* _EXERCISE DETAILS_: Pictures must be dropped from the copy of the entries below; all else is returned exactly.
============================================================
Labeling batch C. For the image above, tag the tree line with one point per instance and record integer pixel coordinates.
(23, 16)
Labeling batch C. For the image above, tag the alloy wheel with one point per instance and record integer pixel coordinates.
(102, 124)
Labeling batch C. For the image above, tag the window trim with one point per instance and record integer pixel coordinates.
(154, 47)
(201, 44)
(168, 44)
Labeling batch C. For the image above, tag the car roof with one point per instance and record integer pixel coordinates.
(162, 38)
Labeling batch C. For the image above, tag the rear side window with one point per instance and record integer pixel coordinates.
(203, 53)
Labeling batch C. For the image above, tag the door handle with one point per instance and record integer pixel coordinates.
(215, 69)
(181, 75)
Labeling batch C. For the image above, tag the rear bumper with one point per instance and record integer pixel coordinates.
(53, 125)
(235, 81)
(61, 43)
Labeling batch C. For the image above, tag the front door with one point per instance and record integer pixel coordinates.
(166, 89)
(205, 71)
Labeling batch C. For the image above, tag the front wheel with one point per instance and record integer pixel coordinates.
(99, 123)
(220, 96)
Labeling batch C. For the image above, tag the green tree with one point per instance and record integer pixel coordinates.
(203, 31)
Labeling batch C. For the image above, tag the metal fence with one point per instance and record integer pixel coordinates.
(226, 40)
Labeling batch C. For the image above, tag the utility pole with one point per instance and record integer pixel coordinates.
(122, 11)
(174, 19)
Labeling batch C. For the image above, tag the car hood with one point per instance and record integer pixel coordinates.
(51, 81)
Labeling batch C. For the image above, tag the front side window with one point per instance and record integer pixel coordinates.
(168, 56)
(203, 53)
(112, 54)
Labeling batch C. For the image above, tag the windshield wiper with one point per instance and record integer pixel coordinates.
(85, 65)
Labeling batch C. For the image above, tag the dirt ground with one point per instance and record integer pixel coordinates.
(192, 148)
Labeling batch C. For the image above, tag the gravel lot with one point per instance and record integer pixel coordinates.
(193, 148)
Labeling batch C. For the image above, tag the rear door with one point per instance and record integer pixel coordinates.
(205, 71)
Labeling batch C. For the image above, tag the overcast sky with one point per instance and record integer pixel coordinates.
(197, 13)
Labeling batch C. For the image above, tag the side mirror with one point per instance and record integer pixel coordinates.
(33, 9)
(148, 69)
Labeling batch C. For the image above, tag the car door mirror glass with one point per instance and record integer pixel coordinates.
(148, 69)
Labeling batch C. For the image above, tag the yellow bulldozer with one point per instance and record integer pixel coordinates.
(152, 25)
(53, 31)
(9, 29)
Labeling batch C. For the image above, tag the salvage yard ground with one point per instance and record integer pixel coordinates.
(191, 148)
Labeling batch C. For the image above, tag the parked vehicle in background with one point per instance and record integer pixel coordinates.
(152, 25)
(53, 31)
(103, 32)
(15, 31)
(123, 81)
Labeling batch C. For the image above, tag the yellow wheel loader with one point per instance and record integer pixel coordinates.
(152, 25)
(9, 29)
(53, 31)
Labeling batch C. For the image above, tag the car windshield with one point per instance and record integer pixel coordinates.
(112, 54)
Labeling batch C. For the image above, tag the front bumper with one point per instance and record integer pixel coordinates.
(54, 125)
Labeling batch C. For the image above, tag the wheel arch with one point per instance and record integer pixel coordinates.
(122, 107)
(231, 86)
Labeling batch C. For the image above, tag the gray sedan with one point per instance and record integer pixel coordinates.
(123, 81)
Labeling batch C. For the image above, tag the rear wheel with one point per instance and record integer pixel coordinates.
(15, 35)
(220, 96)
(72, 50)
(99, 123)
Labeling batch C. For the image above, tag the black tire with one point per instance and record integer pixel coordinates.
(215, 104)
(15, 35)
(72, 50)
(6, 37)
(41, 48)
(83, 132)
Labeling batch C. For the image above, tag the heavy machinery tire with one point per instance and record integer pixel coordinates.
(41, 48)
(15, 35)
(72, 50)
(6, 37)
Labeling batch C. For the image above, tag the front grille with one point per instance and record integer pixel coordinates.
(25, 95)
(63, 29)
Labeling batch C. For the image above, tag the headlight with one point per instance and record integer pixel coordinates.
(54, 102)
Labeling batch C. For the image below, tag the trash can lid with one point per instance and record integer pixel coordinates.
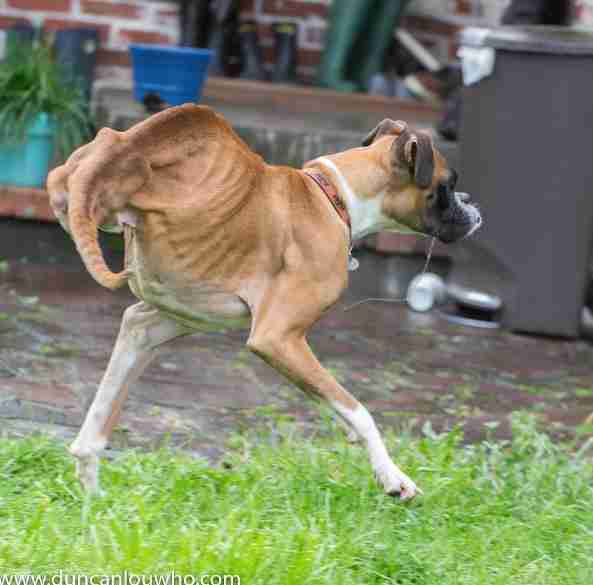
(559, 40)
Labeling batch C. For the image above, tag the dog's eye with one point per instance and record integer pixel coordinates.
(453, 179)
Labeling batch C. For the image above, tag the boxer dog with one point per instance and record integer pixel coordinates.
(214, 235)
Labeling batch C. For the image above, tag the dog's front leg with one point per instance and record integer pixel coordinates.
(142, 331)
(290, 354)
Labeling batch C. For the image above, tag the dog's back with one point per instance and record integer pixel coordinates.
(182, 167)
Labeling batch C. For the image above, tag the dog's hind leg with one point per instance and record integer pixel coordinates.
(142, 331)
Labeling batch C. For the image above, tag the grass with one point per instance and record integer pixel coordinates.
============================================================
* _WORKED SOLUTION_:
Labeling batch C. For the image above, tag the tree line with one point per instance and record integer pixel coordinates.
(23, 16)
Labeling batch C. For the image above, tag the alloy wheel with one point per instance and record integer pixel coordinates.
(102, 124)
Labeling batch C. For the image above, tag the window trim with one point per instance and record integer pixel coordinates.
(154, 47)
(201, 44)
(168, 44)
Labeling batch C. For the image above, tag the car roof with one point per instance and record integer pixel coordinates.
(162, 38)
Labeling batch C. For the image above, tag the rear side window with one point per instance and record integer pixel coordinates.
(203, 53)
Labeling batch C. For the image above, tag the door handle with one point per instance and record integer pixel coordinates.
(215, 69)
(181, 75)
Labeling batch C. For the image above, tag the rear bumper with one point per instance and record integer pixel coordinates.
(53, 125)
(235, 81)
(61, 43)
Labeling batch C. For the image above, tag the front door with one point per instance and record integer pixel coordinates.
(166, 89)
(205, 71)
Labeling batch C. For the image above, tag the front wheel with one point per instance and record integer pixel coordinates.
(99, 123)
(220, 96)
Labeling batch C. For the image above, tag the green tree with one point per instance and record integer pixel coordinates.
(203, 31)
Labeling batch C. For the image above, tag the metal fence with one point per instance and record integer pixel coordinates.
(226, 40)
Labeling batch C. For the image above, tag the utility pole with one point per instance and record integer pixel coordinates.
(122, 11)
(174, 19)
Labeling batch C. For the image above, tag the car hood with one point per instance and record integer pixel coordinates.
(51, 81)
Labeling batch C. For the image above, tag the front side window with one point per instance and record integer pixel coordinates.
(168, 56)
(203, 53)
(112, 54)
Labeling batch C. For the image above, tag the windshield wiper with one point per instance and record integer pixel coordinates.
(85, 65)
Labeling batch C. For the image above, tag the dirt ground with one point per instance and record integer pixel coordinates.
(192, 148)
Labeling batch C. For the image above, tag the gravel lot with one point per instance and record integer pixel coordinates.
(193, 148)
Labeling batch C. For the image above, tag the rear door with one point per instance and record integer pixel coordinates.
(205, 71)
Labeling batch C. For the image above, tag the overcast sky with one point per instance and record integer pixel coordinates.
(197, 13)
Labeling batch C. For the image above, tag the side mirror with one point per instance and record integer pixel coordinates.
(33, 9)
(148, 69)
Labeling batch C. For the image above, tag the car door mirror glass with one point per instance and record integer pixel coordinates.
(148, 69)
Labeling batch C. For the image above, tag the yellow bulldozer with one point per instance and record integer pixel coordinates.
(152, 25)
(53, 31)
(9, 29)
Labeling batch C. For the image above, tag the salvage yard ground with one point per instance and record integer pixel coordinates.
(191, 148)
Labeling batch C. For the image above, tag the parked vehicle in background with one point per instance and record integer pixel coordinates.
(152, 25)
(53, 31)
(103, 32)
(15, 31)
(123, 81)
Labeling batch C. For the image above, tag the yellow wheel loader with one point per instance and record integer pixel coordinates.
(152, 25)
(9, 29)
(53, 31)
Labeling batch C. For the image above, tag the car windshield with one point per instance and record integer pixel coordinates.
(112, 54)
Labeling batch C. For the image above, tag the front bumper with one point per instance and record integer pixel coordinates.
(54, 125)
Labeling batch C. For the image above, tag the wheel arch with one point per instance and record integer pixel coordinates.
(122, 107)
(231, 86)
Labeling batch C. For the image above, tag the gray sedan with one point per instance and record integer pixel coordinates.
(123, 81)
Labeling batch C. For the image above, tag the rear wheel with one point per instance and record integer pixel coordinates.
(15, 35)
(220, 96)
(72, 50)
(99, 123)
Labeling batch C. For the image above, tag the black tire with one point per instance and record integer pixel coordinates.
(215, 104)
(15, 35)
(72, 50)
(6, 37)
(41, 48)
(83, 132)
Labeling batch C. For the image above, tag the heavy machinery tire with one point per instance and record integer pixel coordinates.
(41, 48)
(15, 35)
(72, 50)
(6, 37)
Labeling batch C. For the image above, tag the front grille with one point per instance and record integer pixel coordinates.
(25, 95)
(63, 29)
Labeling batch C. For the image above, tag the headlight with one point per instance and record integer pixel coordinates.
(54, 102)
Labeling batch C. For the image below, tag the trash can lid with one point per instance and record integer pixel coordinates.
(559, 40)
Labeling batch C. For the image above, tag the dog's eye with one point per instance and record integer pixel coordinates.
(453, 179)
Labeling batch C. For the image above, tag the boxer dog with one point per instance and record integer pixel coordinates.
(214, 235)
Labeling batch C. For the image above, tag the dog's front leg with one point per instance and record integer pixel coordinates.
(142, 331)
(290, 354)
Labeling batch C. For the image above, tag the dog's back with one point per instance and record integer pixel coordinates.
(182, 167)
Labeling batch C. For the image above, tag the dog's hind leg with one point per instance and record integer pixel coordinates.
(142, 331)
Labeling batch C. For the image above, tag the grass with one point per instance and record integer pixel coordinates.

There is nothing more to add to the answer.